- **Selected excerpt**:

^^^^^^^^^^^^^^^^

If Sweden, which has not locked down its economy and…
If Sweden, which has not locked down its economy and society, emerges with a death toll from COVID-19 that is somewhere in the middle of the pack of European countries, there is going to be a lot of recrimination, particularly against those who have tried to silence any discussion about the true extent of the threat that COVID-19 actually poses
In a word: Sweden. What happens if they pull this off? What happens if it turns out that we could have coped with COVID-19 without collapsing entire sectors of the economy putting millions on the dole, and imposing some of the most draconian restrictions on civil liberties in living memory?
Sweden has not closed the bars. Shopping malls are open. Schools and companies are open too. There are some restrictions such as on gatherings of over 500 people. But, in comparison with most European countries, life in Sweden is relatively normal.
Right now, Sweden’s death rate from coronavirus is 33 per million of the population. In France it is 83. In Italy it is 230. In Britain it is 43. In the Netherlands it is 78.
In the United States the number of deaths per million of the population is 18, but many argue that the outbreak in America took off later, and European levels of fatality from the virus are on their way. We shall see.
But, in any case, which levels of European fatality? The figures are all over the place. Partly this must be due to different ways in which the death toll is being counted.
In some countries, COVID-19 is being listed as the cause of death merely if it appears somewhere on the death certificate. In other words, you may have been days away from dying from terminal lung cancer, but if you had contracted COVID-19 in the meantime, your death will be listed in the overall COVID-19 fatality numbers. In other countries, it has to have been the single most obvious cause of death to make it into the same statistics.
Sweden appears to be in the latter category, which may be making their numbers look a little lower than in countries which list things differently. But probably not enough to radically change the comparisons.

^^^^^^^^^^^^^^^^

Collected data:
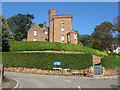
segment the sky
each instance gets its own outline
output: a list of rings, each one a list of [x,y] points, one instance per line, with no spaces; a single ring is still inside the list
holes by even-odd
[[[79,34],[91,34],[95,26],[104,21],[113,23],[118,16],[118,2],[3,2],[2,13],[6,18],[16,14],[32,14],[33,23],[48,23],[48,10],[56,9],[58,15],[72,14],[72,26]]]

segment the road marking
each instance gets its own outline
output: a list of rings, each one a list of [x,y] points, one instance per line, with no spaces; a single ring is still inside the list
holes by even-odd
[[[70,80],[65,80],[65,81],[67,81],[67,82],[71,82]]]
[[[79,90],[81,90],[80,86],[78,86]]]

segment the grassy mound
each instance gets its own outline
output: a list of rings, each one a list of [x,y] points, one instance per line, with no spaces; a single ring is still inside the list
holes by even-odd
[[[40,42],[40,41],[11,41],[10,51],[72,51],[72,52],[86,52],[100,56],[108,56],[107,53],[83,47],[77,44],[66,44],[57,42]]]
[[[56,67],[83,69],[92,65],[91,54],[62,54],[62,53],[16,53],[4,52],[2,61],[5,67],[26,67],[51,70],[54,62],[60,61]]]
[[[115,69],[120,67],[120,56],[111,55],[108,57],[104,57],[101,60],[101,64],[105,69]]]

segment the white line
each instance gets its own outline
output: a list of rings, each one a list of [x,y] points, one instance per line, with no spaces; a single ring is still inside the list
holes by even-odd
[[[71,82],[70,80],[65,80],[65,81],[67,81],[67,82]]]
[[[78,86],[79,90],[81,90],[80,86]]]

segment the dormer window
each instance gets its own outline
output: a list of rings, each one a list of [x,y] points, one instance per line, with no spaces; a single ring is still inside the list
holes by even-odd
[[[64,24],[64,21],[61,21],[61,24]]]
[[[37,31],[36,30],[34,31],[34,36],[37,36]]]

^^^^^^^^^^^^^^^^

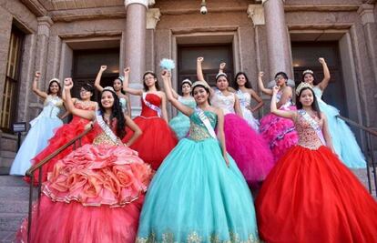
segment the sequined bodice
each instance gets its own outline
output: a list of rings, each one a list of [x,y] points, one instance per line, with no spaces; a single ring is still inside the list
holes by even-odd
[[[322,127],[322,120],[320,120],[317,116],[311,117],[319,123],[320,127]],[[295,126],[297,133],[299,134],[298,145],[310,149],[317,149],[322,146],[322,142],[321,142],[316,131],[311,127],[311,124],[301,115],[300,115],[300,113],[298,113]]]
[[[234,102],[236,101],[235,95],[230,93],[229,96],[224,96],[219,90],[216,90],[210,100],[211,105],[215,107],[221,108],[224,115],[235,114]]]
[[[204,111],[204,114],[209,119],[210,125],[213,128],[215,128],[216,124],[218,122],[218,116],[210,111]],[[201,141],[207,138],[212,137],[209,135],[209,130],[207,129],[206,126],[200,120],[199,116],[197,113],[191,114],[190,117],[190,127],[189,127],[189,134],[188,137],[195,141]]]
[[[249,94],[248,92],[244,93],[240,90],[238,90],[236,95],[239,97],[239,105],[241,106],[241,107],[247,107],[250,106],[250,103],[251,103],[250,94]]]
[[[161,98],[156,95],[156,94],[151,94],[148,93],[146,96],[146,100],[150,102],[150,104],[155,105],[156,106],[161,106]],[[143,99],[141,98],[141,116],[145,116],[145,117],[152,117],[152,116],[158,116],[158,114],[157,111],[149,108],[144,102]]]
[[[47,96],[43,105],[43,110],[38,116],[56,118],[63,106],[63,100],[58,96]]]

^^^^^^^^^^^^^^^^

Reproduce the portion of the text on Sweden's response to COVID-19 starting with "If Sweden, which has not locked down its economy and…" and going on through "in living memory?".

- **Written response**:
If Sweden, which has not locked down its economy and…
If Sweden, which has not locked down its economy and society, emerges with a death toll from COVID-19 that is somewhere in the middle of the pack of European countries, there is going to be a lot of recrimination, particularly against those who have tried to silence any discussion about the true extent of the threat that COVID-19 actually poses
In a word: Sweden. What happens if they pull this off? What happens if it turns out that we could have coped with COVID-19 without collapsing entire sectors of the economy putting millions on the dole, and imposing some of the most draconian restrictions on civil liberties in living memory?